Please restate word for word, and with nothing added, the lines that run from the one holding "anvil face visible." to the end of the entries below.

[INPUT MATERIAL Boundary: Start]

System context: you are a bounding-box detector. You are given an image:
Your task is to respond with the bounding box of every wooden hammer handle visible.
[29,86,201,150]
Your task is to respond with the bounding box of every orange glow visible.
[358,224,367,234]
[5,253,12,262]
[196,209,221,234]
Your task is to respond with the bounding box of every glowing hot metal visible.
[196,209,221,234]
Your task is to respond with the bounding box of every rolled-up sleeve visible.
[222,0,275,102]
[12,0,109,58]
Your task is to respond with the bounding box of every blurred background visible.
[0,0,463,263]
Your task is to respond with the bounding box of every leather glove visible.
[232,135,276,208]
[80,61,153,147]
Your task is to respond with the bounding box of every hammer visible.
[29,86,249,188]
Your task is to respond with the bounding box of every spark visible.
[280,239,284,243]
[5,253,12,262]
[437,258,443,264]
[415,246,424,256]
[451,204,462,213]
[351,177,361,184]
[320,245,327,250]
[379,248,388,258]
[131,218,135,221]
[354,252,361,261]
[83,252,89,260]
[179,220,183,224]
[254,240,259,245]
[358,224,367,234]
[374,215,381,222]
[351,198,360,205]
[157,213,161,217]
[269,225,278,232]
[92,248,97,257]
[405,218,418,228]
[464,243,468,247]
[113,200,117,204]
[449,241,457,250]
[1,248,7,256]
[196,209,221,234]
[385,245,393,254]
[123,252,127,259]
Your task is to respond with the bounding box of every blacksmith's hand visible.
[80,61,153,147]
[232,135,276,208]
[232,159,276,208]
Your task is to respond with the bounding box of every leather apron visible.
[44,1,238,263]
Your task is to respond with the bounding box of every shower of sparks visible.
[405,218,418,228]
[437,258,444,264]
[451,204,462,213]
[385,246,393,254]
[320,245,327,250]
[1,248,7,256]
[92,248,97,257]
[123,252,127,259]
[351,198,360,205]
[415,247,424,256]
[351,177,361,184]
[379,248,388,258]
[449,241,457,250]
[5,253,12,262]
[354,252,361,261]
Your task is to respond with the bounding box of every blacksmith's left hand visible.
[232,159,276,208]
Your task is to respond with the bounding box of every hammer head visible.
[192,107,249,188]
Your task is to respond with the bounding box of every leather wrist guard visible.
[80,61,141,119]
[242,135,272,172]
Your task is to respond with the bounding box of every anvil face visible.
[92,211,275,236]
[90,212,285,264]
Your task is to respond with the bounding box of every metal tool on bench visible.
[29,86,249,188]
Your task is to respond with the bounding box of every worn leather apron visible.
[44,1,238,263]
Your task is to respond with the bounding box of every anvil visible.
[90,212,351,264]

[INPUT MATERIAL Boundary: End]

#### WRITTEN SOLUTION
Your task is to respond with the bounding box of every anvil face visible.
[92,211,275,236]
[90,212,285,264]
Your task is to respond with the bounding box of every metal tool on bench visible.
[29,86,249,188]
Your task is to respond with the bounding box of every worn leather apron visible.
[44,1,238,263]
Your task is to respond with the bounding box of every anvil visible.
[90,212,351,264]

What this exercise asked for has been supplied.